- _WORK REQUIRED_
Every record here needs to be written out again exactly.

=== EXTRACTED RECORDS ===

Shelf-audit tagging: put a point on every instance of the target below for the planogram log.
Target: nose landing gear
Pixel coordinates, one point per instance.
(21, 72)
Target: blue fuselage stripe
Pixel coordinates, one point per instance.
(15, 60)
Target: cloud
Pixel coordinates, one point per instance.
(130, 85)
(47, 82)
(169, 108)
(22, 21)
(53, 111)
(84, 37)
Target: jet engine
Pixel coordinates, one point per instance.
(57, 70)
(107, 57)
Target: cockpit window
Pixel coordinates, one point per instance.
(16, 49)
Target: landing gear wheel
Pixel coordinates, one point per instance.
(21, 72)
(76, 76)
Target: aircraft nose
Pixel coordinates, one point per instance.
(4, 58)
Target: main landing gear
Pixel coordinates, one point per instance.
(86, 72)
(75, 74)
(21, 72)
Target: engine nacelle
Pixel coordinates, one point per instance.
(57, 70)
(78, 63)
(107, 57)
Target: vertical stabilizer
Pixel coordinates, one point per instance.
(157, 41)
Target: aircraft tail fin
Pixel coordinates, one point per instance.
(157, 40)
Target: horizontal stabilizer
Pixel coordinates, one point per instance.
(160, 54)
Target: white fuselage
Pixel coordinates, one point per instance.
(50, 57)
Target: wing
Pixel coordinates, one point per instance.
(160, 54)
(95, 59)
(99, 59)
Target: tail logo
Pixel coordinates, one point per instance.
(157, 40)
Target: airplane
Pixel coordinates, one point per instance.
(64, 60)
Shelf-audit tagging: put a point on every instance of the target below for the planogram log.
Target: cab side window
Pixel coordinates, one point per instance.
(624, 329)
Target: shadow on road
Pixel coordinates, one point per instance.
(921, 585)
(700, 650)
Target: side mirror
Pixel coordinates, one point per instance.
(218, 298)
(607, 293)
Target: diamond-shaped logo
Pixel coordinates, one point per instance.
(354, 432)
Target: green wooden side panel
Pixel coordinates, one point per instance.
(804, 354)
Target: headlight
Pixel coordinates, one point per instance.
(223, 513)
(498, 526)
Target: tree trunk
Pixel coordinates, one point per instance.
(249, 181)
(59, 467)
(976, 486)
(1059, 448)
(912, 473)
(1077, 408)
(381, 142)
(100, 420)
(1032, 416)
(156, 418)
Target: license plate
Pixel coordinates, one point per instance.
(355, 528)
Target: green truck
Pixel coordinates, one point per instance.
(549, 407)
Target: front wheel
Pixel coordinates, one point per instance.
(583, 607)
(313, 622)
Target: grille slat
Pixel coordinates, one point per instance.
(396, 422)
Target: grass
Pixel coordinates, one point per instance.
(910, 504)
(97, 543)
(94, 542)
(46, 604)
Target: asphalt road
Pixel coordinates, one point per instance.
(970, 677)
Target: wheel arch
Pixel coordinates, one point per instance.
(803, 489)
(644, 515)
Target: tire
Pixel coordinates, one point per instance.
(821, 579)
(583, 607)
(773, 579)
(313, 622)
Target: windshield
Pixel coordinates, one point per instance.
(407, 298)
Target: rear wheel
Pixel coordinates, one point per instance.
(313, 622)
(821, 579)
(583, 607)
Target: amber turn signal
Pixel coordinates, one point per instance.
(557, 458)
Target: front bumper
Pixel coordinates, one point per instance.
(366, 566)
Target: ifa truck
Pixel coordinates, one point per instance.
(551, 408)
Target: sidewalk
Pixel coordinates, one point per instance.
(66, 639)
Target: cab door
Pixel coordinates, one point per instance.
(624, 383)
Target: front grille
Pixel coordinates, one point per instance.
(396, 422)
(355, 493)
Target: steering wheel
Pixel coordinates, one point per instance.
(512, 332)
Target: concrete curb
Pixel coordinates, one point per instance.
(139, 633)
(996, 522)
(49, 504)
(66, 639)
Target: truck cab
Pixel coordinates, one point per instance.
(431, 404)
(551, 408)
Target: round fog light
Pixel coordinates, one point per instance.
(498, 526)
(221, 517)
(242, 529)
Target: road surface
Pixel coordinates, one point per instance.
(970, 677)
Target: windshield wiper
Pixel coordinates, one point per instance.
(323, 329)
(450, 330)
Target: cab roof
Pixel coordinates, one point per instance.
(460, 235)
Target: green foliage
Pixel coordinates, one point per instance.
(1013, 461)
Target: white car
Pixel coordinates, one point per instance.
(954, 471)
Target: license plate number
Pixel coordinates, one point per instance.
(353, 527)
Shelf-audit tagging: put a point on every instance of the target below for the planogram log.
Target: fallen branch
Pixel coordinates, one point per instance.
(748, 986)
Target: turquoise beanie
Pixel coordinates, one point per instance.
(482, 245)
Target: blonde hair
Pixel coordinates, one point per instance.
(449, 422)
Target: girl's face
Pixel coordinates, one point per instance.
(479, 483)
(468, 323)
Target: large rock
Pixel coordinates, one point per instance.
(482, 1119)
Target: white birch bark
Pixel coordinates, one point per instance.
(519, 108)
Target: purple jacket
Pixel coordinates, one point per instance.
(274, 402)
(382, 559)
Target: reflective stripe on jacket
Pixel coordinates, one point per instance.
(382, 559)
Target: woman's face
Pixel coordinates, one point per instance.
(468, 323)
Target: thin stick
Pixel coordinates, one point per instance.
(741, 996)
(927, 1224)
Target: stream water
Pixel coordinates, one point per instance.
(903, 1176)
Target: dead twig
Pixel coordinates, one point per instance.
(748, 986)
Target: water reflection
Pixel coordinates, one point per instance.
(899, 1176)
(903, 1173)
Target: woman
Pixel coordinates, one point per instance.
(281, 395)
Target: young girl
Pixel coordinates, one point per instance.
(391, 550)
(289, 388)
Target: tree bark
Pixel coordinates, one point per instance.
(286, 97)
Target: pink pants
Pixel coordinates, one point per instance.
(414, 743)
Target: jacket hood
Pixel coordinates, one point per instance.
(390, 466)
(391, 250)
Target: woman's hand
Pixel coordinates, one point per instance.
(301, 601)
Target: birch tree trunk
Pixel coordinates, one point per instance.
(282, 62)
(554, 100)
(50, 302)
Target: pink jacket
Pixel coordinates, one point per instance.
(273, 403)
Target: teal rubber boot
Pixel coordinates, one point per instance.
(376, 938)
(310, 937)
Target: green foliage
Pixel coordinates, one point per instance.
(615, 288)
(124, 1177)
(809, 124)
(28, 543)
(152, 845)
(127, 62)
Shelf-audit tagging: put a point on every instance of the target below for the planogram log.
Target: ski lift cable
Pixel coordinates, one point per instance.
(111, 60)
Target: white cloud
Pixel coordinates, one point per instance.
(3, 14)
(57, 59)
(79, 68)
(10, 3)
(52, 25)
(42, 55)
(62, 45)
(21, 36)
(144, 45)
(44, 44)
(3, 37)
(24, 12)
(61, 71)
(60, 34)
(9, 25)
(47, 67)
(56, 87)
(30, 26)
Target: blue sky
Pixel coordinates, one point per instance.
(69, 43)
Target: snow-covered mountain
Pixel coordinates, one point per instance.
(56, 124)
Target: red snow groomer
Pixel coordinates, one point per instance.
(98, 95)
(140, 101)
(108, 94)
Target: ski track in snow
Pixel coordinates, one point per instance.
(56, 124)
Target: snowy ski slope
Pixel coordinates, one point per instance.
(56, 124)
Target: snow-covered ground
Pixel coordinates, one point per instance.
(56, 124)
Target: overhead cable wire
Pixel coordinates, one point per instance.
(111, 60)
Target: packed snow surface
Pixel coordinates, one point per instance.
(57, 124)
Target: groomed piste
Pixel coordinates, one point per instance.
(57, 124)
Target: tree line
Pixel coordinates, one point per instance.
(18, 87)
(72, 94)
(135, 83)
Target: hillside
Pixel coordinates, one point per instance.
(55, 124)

===

- _WRITTEN SOLUTION_
Shelf-audit tagging: put a point on every instance of the target below for the planogram log.
Target: nose landing gear
Pixel coordinates, one point per instance.
(21, 72)
Target: blue fuselage stripe
Pixel coordinates, one point per instance.
(15, 60)
Target: cloud
Pixel coordinates, one point per instance.
(130, 85)
(47, 82)
(169, 108)
(22, 21)
(53, 111)
(84, 37)
Target: jet engine
Pixel coordinates, one point per instance.
(57, 70)
(107, 57)
Target: cockpit window
Pixel coordinates, one point per instance.
(16, 49)
Target: landing gear wheel
Pixel coordinates, one point per instance.
(21, 72)
(76, 76)
Target: aircraft nose
Pixel coordinates, one point per instance.
(4, 58)
Target: main landing gear
Pixel coordinates, one point per instance.
(86, 72)
(75, 74)
(21, 72)
Target: engine nacelle
Pixel coordinates, one point per instance.
(57, 70)
(78, 63)
(107, 57)
Target: vertical stabilizer
Pixel coordinates, one point per instance.
(157, 41)
Target: aircraft tail fin
Pixel coordinates, one point per instance.
(157, 40)
Target: horizontal stabilizer
Pixel coordinates, one point per instance.
(160, 54)
Target: white fuselage
Pixel coordinates, one point per instance.
(50, 57)
Target: wing
Pixel coordinates, one point per instance.
(160, 54)
(95, 59)
(99, 59)
Target: tail logo
Pixel coordinates, one point per instance.
(157, 40)
Target: airplane
Pixel coordinates, one point per instance.
(64, 60)
Shelf-audit tagging: put a point on every instance of the target below for the planogram log.
Target: cab side window
Pixel coordinates, one point per instance.
(624, 329)
Target: shadow on road
Pixel coordinates, one point per instance.
(921, 585)
(700, 650)
Target: side mirror
Pixel coordinates, one point per instance.
(218, 298)
(607, 293)
Target: diamond-shaped logo
Pixel coordinates, one point per instance.
(354, 432)
Target: green wooden side panel
Pixel coordinates, one point per instance.
(804, 354)
Target: headlight
Pixel coordinates, one point per instance.
(223, 513)
(498, 526)
Target: tree trunk
Pixel coordinates, one point per instance.
(249, 181)
(59, 467)
(976, 486)
(1059, 448)
(912, 473)
(1077, 408)
(381, 142)
(100, 420)
(1032, 416)
(156, 418)
Target: license plate
Pixel coordinates, one point per instance.
(355, 528)
Target: green truck
Pixel coordinates, one point per instance.
(549, 407)
Target: front wheel
Pixel coordinates, one point per instance.
(583, 607)
(313, 622)
Target: grille slat
Pixel coordinates, one point per instance.
(396, 422)
Target: grass
Pixel coordinates, one point per instance.
(910, 504)
(97, 543)
(94, 542)
(46, 604)
Target: asphalt road
Pixel coordinates, one point per instance.
(970, 677)
Target: wheel arch
Pixel coordinates, one point per instance.
(803, 489)
(644, 515)
Target: tire
Pixel coordinates, one point per instance.
(821, 579)
(583, 607)
(773, 579)
(313, 622)
Target: windshield
Pixel coordinates, one point per instance.
(407, 298)
Target: rear wheel
Pixel coordinates, one point per instance.
(313, 622)
(821, 579)
(583, 607)
Target: amber turn signal
Pixel coordinates, one point per instance.
(557, 458)
Target: front bumper
Pixel coordinates, one point per instance.
(366, 566)
Target: ifa truck
Pixel coordinates, one point per instance.
(551, 408)
Target: sidewalk
Pixel coordinates, one point per instance.
(66, 639)
Target: cab door
Pixel coordinates, one point per instance.
(624, 383)
Target: front grille
Pixel coordinates, one point per instance.
(396, 422)
(355, 493)
Target: steering wheel
Pixel coordinates, one point per instance.
(512, 332)
Target: concrete curb
Pixel coordinates, one point per instance.
(139, 633)
(996, 522)
(49, 504)
(66, 639)
Target: truck cab
Pixel coordinates, one point per instance.
(431, 404)
(551, 408)
Target: round fog light
Pixel coordinates, one point per instance.
(498, 526)
(221, 517)
(242, 529)
Target: road surface
Pixel coordinates, one point per instance.
(970, 677)
Target: windshield wiper
Pixel coordinates, one point per instance.
(323, 329)
(450, 330)
Target: cab roof
Pixel coordinates, one point per instance.
(460, 235)
Target: green foliage
Pixel coordinates, one point per instance.
(1013, 461)
Target: white car
Pixel coordinates, one point per instance.
(954, 471)
Target: license plate number
Pixel coordinates, one point per instance.
(353, 527)
Shelf-audit tagging: put a point on every instance of the target below for the planogram log.
Target: fallen branch
Pixel coordinates, one point per instance.
(748, 986)
Target: turquoise beanie
Pixel coordinates, one point per instance.
(482, 245)
Target: blonde hair
Pixel coordinates, one point per instance.
(449, 422)
Target: girl's face
Pixel coordinates, one point per instance.
(479, 483)
(468, 323)
Target: large rock
Pixel coordinates, one point per instance.
(482, 1119)
Target: white birch bark
Pixel coordinates, one point per instance.
(519, 108)
Target: purple jacket
Pixel coordinates, one point per instance.
(274, 402)
(382, 559)
Target: reflective stripe on jacket
Pixel coordinates, one point per instance.
(382, 559)
Target: woman's face
Pixel coordinates, one point per instance.
(468, 323)
Target: thin stick
Pixel coordinates, one point per instance.
(741, 996)
(927, 1224)
Target: stream water
Pixel coordinates, one point per instance.
(903, 1176)
Target: dead twig
Pixel coordinates, one point per instance.
(748, 986)
Target: water reflection
Pixel coordinates, one point per instance.
(899, 1176)
(903, 1173)
Target: woman
Pixel coordinates, one point per instance.
(281, 395)
Target: young girl
Pixel coordinates, one point per instance.
(391, 550)
(289, 388)
Target: tree bark
Pixel coordinates, one point per instance.
(286, 97)
Target: pink pants
Pixel coordinates, one point per instance.
(414, 743)
Target: jacket hood
Pixel coordinates, one point per instance.
(390, 466)
(391, 250)
Target: woman's hand
Pixel coordinates, one point per instance.
(301, 601)
Target: birch tree trunk
Pixel coordinates, one point per instance.
(282, 62)
(554, 100)
(50, 302)
Target: pink jacket
Pixel coordinates, one point per instance.
(273, 403)
Target: teal rubber boot
Pixel coordinates, one point per instance.
(376, 938)
(310, 937)
Target: green foliage
Pixel coordinates, one point per instance.
(615, 288)
(124, 1177)
(809, 124)
(28, 543)
(152, 845)
(127, 62)
Shelf-audit tagging: put a point on every instance of the target below for the planogram log.
Target: ski lift cable
Pixel coordinates, one point per instance.
(111, 60)
Target: white cloud
Pixel coordinates, one point per instance.
(3, 14)
(57, 59)
(79, 68)
(10, 3)
(52, 25)
(42, 55)
(62, 45)
(21, 36)
(144, 45)
(44, 44)
(3, 37)
(24, 12)
(61, 71)
(60, 34)
(9, 25)
(47, 67)
(56, 87)
(30, 26)
Target: blue sky
Pixel coordinates, one point per instance.
(69, 43)
Target: snow-covered mountain
Pixel coordinates, one point per instance.
(56, 124)
Target: red snow groomer
Pixel coordinates, one point per instance.
(98, 95)
(140, 101)
(108, 94)
Target: ski track in snow
Pixel coordinates, one point per instance.
(56, 124)
Target: snowy ski slope
Pixel coordinates, one point per instance.
(56, 124)
Target: snow-covered ground
Pixel coordinates, one point per instance.
(56, 124)
Target: overhead cable wire
Pixel coordinates, one point per instance.
(111, 60)
Target: packed snow surface
Pixel coordinates, one point per instance.
(57, 124)
Target: groomed piste
Pixel coordinates, one point per instance.
(57, 124)
Target: tree line
Pixel coordinates, one point per instance.
(18, 87)
(72, 94)
(135, 83)
Target: hillside
Pixel coordinates, one point per instance.
(55, 124)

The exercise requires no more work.